▶ _TASK SET_:
1. In the excerpt about managing jazz legacies, copy everything from "Having grown up" down to "law and business.".
2. According to the excerpt about managing jazz legacies, who supervised the year of graduate work done as an Associate Instructor?
3. Name every academic degree mentioned in the excerpt about managing jazz legacies.

Begin EXCERPT TO READ

Having grown up at the nexus of the artistic and the managerial domains of the jazz world [Woody lll’s mom the historian-educator Maxine Gordon managed both Woody and Dexter], it became apparent as I reached my early twenties that my future would require me to administer these legacies on a professional level, as well as to protect them from any foreseeably egregious forms of legal or economic exploitation, indefinitely. As a result, I wound up getting my B.A. in Ethnomusicology in 2001, my B.F.A. in Jazz Studies in 2004, I did a year of graduate work as an Associate Instructor under David N. Baker (a true pioneer in jazz education) in 2006-2007, and then went on to Columbia University where I received by Master’s in Arts Administration, focusing on intellectual properly law and business.

End EXCERPT TO READ
Begin ITEMS

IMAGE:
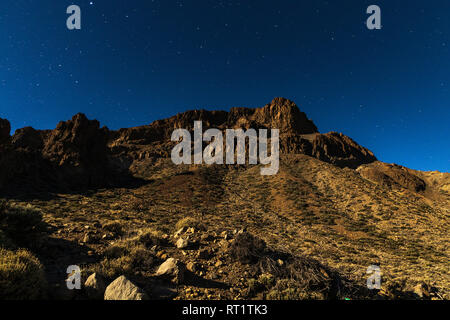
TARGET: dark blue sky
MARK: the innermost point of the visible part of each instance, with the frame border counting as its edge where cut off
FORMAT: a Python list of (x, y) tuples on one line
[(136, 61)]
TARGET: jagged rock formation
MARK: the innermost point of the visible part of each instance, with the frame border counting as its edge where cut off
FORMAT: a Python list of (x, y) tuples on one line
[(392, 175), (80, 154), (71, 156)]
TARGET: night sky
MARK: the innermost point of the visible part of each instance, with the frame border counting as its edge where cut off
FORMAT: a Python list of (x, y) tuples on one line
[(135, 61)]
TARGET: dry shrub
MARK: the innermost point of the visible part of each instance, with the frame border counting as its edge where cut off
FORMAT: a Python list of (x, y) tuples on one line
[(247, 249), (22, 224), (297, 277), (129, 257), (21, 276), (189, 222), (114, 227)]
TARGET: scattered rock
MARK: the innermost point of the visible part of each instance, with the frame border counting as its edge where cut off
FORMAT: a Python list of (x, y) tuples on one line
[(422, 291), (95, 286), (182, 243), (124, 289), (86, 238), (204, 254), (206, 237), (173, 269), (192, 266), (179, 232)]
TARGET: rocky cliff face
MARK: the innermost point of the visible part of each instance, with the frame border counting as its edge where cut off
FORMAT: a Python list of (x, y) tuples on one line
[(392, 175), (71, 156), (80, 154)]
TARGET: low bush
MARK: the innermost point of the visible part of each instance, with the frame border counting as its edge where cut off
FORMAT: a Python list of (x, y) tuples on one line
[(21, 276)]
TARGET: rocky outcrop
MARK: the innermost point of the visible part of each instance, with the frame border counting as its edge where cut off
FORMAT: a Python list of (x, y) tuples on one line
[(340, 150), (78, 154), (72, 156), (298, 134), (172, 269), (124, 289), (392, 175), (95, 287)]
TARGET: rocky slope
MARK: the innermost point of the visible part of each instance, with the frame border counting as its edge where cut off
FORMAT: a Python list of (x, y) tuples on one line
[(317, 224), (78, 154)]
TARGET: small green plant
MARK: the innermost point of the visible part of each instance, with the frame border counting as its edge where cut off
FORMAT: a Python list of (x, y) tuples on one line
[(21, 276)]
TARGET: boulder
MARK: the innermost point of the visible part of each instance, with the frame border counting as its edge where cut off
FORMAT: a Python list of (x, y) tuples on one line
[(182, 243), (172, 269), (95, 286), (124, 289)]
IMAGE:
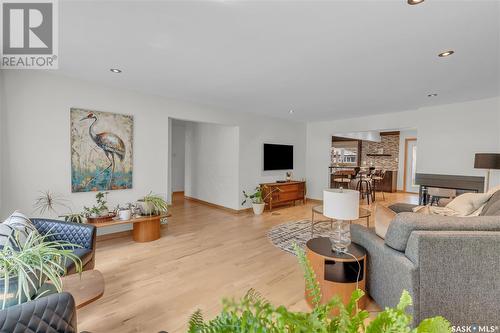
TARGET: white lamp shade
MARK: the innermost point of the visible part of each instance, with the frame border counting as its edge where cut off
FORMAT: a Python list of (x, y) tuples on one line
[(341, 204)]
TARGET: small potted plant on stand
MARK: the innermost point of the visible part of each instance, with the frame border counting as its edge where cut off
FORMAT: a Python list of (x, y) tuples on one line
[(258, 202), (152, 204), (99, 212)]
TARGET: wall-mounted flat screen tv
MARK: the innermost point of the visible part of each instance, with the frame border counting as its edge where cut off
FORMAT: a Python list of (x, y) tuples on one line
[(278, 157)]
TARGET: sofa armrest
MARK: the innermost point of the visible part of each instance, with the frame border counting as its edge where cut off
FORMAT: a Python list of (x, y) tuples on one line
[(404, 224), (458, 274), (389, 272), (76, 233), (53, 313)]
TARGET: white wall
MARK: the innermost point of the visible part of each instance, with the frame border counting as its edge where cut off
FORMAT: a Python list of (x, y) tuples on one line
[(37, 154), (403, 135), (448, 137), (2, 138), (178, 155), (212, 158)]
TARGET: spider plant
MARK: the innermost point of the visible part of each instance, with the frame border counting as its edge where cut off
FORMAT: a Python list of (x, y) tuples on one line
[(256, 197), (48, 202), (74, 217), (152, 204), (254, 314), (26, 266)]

End ITEMS
Begin ITEMS

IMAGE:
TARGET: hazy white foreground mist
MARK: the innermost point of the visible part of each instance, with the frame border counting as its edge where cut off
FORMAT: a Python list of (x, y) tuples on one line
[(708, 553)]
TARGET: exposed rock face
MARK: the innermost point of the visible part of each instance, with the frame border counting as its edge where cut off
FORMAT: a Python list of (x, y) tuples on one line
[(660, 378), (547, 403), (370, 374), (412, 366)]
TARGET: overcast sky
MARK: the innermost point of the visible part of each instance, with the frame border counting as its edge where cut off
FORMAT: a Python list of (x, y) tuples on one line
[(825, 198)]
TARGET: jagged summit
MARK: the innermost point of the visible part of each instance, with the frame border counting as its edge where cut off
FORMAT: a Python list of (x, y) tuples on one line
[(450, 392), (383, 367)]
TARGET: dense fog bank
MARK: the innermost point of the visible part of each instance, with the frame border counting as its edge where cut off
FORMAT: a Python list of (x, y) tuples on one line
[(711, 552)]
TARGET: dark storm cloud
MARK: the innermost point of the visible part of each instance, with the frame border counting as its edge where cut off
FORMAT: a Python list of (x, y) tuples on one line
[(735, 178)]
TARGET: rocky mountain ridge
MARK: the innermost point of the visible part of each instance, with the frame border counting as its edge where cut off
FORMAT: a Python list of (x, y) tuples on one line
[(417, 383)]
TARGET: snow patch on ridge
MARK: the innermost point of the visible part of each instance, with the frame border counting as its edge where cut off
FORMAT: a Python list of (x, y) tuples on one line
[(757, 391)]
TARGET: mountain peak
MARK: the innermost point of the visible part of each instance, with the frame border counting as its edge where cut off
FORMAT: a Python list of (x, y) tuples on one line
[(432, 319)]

End ITEMS

▶ _RESULTS_:
1.
Having grown up at the nexus of the artistic and the managerial domains of the jazz world [Woody lll’s mom the historian-educator Maxine Gordon managed both Woody and Dexter], it became apparent as I reached my early twenties that my future would require me to administer these legacies on a professional level, as well as to protect them from any foreseeably egregious forms of legal or economic exploitation, indefinitely. As a result, I wound up getting my B.A. in Ethnomusicology in 2001, my B.F.A. in Jazz Studies in 2004, I did a year of graduate work as an Associate Instructor under David N. Baker (a true pioneer in jazz education) in 2006-2007, and then went on to Columbia University where I received by Master’s in Arts Administration, focusing on intellectual properly law and business.

2. David N. Baker

3.
B.A. in Ethnomusicology
B.F.A. in Jazz Studies
Master's in Arts Administration